- _TEKST ŹRÓDŁOWY_:
_ _ _ _ _ _ _

Advertisement
Menu
/ RealMadrid TV

Ancelotti: Teraz wszystkie mecze są na śmierć i życie

Zapis konferencji trenera

[El Mundo] Chcę zapytać o sezon Jamesa. W tym momencie gra świetnie, przez całe rozgrywki notuje dobre statystyki. Czy zaskakuje pana jego postawa w pierwszym sezonie?
Sądzę, że on trochę zaskoczył wszystkich. Wszyscy widzieli, że ma sporą jakość, ale dobrze wszedł do drużyny, przyzwyczaił się szybko do gry ekipy, nawet jeśli występował na innej pozycji niż swoja. Dlatego jego sezon jest bardzo, bardzo dobry. Cieszę się z niego, bo bardzo pomógł drużynie, ale grał też z dużą pokorą.

[ABC] Chcę zapytać właśnie o nowych, o wiele transferów, jakie przeprowadzone zostały na ten sezon. Czy trudno jest wpoić filozofię Realu tylu nowym zawodnikom? Oni przychodzą z klubów i lig, gdzie na przykład remis na wyjeździe uznaje się za coś dobrego, a w Realu to ogromny błąd, nawet porażka. Jak trudno jest sobie z tym poradzić?

_ _ _ _ _ _ _

- _PODANE DANE_:
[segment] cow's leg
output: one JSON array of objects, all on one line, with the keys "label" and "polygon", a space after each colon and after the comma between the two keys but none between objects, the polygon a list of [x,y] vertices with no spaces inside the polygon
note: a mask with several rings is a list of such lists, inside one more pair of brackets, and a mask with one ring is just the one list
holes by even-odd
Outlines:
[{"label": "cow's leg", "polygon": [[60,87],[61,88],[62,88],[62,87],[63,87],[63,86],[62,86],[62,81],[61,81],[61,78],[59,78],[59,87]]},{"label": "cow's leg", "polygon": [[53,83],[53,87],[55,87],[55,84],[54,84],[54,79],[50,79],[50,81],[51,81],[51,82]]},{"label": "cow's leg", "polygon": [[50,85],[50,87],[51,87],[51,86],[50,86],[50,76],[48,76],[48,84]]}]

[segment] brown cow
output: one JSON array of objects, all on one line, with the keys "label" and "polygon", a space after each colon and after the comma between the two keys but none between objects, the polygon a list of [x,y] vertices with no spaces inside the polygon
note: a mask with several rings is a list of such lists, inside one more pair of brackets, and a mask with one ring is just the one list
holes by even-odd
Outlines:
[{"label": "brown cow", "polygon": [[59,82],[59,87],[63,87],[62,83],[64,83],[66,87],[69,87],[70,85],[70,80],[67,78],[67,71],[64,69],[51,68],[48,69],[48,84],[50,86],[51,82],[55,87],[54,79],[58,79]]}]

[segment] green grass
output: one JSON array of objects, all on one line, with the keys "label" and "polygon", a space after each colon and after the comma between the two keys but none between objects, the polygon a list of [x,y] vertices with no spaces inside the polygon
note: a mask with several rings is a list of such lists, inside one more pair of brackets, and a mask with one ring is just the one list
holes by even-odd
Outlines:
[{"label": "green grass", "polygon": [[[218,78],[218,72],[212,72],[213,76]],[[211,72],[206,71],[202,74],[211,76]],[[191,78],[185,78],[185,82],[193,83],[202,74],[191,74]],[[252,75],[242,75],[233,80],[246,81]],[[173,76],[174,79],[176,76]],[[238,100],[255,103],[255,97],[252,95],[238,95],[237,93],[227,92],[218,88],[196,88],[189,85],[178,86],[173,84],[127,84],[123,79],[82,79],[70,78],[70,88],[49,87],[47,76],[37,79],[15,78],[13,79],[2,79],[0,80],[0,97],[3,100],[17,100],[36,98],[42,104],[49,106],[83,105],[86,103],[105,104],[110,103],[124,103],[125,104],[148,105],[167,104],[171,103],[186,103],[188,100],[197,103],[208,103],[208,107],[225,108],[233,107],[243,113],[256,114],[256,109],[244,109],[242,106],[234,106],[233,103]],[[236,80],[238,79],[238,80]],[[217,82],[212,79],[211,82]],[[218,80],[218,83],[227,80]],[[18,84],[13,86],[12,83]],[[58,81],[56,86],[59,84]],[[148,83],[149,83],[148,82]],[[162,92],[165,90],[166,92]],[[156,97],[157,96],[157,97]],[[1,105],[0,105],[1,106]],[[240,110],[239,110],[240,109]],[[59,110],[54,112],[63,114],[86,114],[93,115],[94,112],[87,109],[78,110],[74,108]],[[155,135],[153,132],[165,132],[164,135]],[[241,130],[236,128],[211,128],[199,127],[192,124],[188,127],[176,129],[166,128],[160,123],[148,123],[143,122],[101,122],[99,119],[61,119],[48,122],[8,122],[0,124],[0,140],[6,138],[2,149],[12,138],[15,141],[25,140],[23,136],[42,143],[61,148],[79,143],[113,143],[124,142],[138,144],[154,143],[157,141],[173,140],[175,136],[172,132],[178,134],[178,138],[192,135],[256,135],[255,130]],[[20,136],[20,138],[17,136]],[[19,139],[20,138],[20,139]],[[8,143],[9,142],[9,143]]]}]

_ _ _ _ _ _ _

- _ZESTAW ZADAŃ_:
1. Wypisz dokładnie fragment tekstu źródłowego: wszystko od słów „Zapis konferencji trenera” w dół aż do słów „z tym poradzić?”.
2. Oceń, czy poniższe stwierdzenia zgadzają się z tekstem źródłowym. Przy każdym odpowiedz „tak” lub „nie” i przytocz dosłownie rozstrzygające słowa tekstu.
(a) Trener mówi, że James grał na innej pozycji niż swoja.
(b) Według trenera jakość Jamesa była dla wszystkich niespodzianką.
(c) Dziennikarz ABC pyta o nowych zawodników.

- _ROZWIĄZANIA PONIŻEJ_:
1.
Zapis konferencji trenera

[El Mundo] Chcę zapytać o sezon Jamesa. W tym momencie gra świetnie, przez całe rozgrywki notuje dobre statystyki. Czy zaskakuje pana jego postawa w pierwszym sezonie?
Sądzę, że on trochę zaskoczył wszystkich. Wszyscy widzieli, że ma sporą jakość, ale dobrze wszedł do drużyny, przyzwyczaił się szybko do gry ekipy, nawet jeśli występował na innej pozycji niż swoja. Dlatego jego sezon jest bardzo, bardzo dobry. Cieszę się z niego, bo bardzo pomógł drużynie, ale grał też z dużą pokorą.

[ABC] Chcę zapytać właśnie o nowych, o wiele transferów, jakie przeprowadzone zostały na ten sezon. Czy trudno jest wpoić filozofię Realu tylu nowym zawodnikom? Oni przychodzą z klubów i lig, gdzie na przykład remis na wyjeździe uznaje się za coś dobrego, a w Realu to ogromny błąd, nawet porażka. Jak trudno jest sobie z tym poradzić?

2.
(a) Tak: „nawet jeśli występował na innej pozycji niż swoja”.
(b) Nie: „Wszyscy widzieli, że ma sporą jakość”.
(c) Tak: „Chcę zapytać właśnie o nowych”.